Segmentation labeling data
** Start **
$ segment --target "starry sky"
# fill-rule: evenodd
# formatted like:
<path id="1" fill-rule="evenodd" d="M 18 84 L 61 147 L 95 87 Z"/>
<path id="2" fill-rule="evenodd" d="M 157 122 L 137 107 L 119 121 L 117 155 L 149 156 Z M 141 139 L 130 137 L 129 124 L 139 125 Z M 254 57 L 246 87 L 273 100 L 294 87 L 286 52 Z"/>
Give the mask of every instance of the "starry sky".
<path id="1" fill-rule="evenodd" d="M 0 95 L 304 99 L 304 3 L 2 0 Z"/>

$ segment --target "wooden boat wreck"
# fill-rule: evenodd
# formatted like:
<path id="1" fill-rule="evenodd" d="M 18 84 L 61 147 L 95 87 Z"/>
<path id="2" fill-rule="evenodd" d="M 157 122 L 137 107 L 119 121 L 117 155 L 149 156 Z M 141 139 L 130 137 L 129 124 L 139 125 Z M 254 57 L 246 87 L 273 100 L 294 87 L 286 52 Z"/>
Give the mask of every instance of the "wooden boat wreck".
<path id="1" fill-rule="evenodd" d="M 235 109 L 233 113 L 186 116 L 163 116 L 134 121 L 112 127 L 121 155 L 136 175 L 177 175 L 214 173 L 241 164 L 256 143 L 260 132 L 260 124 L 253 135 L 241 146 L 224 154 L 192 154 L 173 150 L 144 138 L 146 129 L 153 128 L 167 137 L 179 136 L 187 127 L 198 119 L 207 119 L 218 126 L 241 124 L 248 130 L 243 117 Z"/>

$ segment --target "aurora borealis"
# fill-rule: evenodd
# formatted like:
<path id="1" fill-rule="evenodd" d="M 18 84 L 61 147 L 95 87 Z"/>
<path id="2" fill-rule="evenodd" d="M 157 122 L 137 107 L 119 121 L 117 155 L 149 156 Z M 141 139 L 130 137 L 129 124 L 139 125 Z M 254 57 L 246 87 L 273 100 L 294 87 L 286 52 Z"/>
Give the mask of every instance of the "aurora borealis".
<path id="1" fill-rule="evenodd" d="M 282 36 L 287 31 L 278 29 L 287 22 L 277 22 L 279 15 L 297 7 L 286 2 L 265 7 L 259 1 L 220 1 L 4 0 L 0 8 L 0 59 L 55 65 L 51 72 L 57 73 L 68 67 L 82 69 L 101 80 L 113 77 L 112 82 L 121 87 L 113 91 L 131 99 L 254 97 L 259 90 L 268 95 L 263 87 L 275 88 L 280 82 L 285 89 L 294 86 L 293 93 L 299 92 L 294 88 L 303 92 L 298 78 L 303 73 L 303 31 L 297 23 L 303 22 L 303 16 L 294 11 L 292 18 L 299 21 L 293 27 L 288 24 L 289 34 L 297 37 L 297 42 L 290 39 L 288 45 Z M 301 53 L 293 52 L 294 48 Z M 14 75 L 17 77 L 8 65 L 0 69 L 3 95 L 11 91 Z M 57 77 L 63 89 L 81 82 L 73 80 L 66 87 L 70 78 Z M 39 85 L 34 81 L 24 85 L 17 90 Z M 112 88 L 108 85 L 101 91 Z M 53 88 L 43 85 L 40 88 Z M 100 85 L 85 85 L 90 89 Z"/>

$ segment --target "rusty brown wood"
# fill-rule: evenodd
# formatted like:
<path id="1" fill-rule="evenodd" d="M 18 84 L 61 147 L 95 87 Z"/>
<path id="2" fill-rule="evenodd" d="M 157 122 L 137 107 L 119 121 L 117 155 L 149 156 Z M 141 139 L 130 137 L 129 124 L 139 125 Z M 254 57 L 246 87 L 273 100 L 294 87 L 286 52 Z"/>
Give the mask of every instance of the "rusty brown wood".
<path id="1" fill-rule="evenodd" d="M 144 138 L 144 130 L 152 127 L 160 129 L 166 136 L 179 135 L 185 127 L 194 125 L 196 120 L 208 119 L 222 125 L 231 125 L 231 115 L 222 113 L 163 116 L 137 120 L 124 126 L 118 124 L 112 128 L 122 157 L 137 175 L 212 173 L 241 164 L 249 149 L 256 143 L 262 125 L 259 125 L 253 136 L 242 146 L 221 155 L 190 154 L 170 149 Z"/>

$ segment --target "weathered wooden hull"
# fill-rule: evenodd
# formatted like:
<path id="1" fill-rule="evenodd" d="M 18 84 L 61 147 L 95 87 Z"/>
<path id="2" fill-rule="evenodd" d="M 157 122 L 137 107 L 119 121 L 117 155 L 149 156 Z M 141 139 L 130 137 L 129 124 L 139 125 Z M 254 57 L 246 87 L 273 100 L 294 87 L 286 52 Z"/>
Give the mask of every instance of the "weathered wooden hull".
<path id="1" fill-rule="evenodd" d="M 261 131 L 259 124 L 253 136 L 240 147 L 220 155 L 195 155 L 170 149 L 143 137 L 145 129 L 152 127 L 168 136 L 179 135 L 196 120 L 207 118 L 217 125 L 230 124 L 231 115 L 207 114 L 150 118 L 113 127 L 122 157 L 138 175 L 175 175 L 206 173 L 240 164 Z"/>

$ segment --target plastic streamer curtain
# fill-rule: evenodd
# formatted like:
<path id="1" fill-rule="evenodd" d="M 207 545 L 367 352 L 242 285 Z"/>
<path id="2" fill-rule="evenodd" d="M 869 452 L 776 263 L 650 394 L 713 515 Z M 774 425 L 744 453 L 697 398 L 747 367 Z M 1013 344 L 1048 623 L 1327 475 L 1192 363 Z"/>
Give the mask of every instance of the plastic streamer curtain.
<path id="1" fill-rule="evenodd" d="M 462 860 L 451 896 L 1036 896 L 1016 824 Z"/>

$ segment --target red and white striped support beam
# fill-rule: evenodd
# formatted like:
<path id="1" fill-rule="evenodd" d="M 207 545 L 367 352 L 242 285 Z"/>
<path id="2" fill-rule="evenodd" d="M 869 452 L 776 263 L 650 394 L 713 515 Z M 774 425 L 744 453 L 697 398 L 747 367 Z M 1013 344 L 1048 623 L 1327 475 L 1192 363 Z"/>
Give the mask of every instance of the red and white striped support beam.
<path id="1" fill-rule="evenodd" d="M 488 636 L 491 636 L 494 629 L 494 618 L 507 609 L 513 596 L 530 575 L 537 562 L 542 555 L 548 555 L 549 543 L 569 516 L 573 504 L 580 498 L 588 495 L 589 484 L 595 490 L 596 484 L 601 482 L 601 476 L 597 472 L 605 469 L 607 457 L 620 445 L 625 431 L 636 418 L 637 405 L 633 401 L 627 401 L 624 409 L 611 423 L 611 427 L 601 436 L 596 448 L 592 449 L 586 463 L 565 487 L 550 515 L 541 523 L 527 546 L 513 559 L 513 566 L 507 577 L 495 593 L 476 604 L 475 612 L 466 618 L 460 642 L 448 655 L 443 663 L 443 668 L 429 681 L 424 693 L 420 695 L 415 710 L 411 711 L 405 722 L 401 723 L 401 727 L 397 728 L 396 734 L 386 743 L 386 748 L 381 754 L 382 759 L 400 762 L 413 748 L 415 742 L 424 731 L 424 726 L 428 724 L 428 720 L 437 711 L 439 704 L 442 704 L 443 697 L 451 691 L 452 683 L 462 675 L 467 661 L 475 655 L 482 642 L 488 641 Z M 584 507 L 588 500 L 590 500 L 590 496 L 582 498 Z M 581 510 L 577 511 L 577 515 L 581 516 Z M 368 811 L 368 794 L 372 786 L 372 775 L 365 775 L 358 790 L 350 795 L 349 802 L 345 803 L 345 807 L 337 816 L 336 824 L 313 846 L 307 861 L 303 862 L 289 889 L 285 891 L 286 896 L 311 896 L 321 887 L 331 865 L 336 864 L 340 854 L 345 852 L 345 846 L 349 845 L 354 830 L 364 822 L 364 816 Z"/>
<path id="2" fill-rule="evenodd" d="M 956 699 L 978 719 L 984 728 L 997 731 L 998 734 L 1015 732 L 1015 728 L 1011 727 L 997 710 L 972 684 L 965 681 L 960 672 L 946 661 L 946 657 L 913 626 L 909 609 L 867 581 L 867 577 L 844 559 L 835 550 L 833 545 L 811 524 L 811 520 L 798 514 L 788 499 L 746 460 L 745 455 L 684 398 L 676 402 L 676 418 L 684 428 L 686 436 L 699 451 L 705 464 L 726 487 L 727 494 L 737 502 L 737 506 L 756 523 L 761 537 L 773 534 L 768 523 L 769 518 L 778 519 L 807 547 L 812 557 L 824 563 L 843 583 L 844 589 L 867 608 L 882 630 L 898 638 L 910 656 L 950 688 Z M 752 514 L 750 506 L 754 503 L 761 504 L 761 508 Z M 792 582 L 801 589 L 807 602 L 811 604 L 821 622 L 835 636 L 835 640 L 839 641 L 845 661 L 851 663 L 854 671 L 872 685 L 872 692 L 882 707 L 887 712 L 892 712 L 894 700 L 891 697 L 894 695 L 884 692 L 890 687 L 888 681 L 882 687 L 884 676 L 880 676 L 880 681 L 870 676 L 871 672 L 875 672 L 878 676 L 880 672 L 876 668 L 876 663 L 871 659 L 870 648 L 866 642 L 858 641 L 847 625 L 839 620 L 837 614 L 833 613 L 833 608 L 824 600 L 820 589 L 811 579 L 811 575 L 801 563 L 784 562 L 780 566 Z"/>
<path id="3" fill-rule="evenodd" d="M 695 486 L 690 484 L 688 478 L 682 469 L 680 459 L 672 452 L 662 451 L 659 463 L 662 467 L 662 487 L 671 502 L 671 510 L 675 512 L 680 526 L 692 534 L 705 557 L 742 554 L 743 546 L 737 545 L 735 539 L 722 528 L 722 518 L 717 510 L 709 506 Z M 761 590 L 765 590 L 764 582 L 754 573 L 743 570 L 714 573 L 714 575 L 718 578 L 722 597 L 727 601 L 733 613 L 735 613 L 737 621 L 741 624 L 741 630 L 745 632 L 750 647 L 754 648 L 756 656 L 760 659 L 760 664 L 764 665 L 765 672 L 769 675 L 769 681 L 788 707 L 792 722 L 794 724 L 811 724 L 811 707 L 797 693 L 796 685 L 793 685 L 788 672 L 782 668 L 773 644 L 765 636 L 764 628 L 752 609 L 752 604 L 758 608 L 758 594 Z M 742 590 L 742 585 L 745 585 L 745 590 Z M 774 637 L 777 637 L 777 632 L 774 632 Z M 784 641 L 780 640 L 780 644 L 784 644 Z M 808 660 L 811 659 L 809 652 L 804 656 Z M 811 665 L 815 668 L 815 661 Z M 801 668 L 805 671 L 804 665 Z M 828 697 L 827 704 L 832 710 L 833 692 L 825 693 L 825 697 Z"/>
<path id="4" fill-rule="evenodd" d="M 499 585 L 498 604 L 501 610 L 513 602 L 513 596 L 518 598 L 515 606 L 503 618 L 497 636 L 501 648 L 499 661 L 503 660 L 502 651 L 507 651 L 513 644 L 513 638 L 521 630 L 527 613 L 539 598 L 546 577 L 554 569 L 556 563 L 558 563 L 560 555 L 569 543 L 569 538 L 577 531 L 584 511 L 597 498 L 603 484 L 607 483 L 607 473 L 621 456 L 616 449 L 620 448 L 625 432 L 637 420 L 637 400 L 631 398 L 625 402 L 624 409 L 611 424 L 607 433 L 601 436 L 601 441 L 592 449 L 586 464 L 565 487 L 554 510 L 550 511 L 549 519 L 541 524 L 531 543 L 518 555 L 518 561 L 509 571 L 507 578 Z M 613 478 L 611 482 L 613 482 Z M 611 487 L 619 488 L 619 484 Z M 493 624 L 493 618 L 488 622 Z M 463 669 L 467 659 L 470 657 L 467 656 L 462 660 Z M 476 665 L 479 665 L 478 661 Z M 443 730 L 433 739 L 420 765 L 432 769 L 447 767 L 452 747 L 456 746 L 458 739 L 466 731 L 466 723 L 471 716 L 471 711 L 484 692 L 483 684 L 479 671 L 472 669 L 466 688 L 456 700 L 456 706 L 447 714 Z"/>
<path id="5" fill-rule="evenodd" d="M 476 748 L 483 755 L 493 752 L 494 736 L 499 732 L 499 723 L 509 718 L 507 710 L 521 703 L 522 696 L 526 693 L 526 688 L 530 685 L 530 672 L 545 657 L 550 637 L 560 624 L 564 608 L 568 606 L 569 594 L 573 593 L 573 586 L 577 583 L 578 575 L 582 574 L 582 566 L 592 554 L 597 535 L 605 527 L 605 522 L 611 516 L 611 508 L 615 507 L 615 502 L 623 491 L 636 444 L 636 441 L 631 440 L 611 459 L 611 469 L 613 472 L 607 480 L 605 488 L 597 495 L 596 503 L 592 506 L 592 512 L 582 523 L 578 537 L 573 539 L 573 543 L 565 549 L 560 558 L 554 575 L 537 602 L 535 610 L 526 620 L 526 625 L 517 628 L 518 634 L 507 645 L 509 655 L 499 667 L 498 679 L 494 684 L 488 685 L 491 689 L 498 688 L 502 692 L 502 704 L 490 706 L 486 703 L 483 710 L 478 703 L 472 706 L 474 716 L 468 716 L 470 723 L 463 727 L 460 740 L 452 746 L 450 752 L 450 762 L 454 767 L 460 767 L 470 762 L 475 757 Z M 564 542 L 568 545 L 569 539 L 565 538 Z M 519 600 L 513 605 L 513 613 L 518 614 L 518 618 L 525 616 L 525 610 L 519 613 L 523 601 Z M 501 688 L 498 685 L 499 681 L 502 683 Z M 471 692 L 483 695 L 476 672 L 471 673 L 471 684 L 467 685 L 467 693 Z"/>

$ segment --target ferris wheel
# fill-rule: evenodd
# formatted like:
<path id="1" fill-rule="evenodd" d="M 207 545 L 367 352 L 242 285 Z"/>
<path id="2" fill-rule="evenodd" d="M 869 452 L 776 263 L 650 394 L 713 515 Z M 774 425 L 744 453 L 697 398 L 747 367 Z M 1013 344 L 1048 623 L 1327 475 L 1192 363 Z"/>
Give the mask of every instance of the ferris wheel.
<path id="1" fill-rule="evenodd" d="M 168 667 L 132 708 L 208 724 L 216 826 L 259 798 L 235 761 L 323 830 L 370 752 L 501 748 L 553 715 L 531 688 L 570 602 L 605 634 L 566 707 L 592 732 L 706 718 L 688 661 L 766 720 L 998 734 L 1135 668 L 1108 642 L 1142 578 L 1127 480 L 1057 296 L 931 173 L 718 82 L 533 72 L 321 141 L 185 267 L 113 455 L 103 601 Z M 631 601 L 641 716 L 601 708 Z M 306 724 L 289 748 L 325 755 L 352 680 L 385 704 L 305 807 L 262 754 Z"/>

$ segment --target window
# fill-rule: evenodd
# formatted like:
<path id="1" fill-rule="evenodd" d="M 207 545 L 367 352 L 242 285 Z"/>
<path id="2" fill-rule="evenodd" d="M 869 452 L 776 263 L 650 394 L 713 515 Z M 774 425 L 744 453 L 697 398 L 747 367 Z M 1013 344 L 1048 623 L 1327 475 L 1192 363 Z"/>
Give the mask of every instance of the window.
** End **
▶ **Instructions for the task**:
Render the data lines starting at the line containing "--target ferris wheel" and ending at the line containing "Give the mask of every instance of the ferris" as a JSON list of strings, one string per line, with blank lines omitted.

▶ **Reply**:
[
  "$ segment --target ferris wheel",
  "# fill-rule: evenodd",
  "# formatted like:",
  "<path id=\"1\" fill-rule=\"evenodd\" d=\"M 207 545 L 367 352 L 242 285 Z\"/>",
  "<path id=\"2\" fill-rule=\"evenodd\" d=\"M 869 452 L 776 263 L 650 394 L 713 515 Z M 774 425 L 744 453 L 697 398 L 747 367 Z M 1013 344 L 1048 623 L 1327 475 L 1192 363 Z\"/>",
  "Give the mask of every instance of the ferris wheel."
]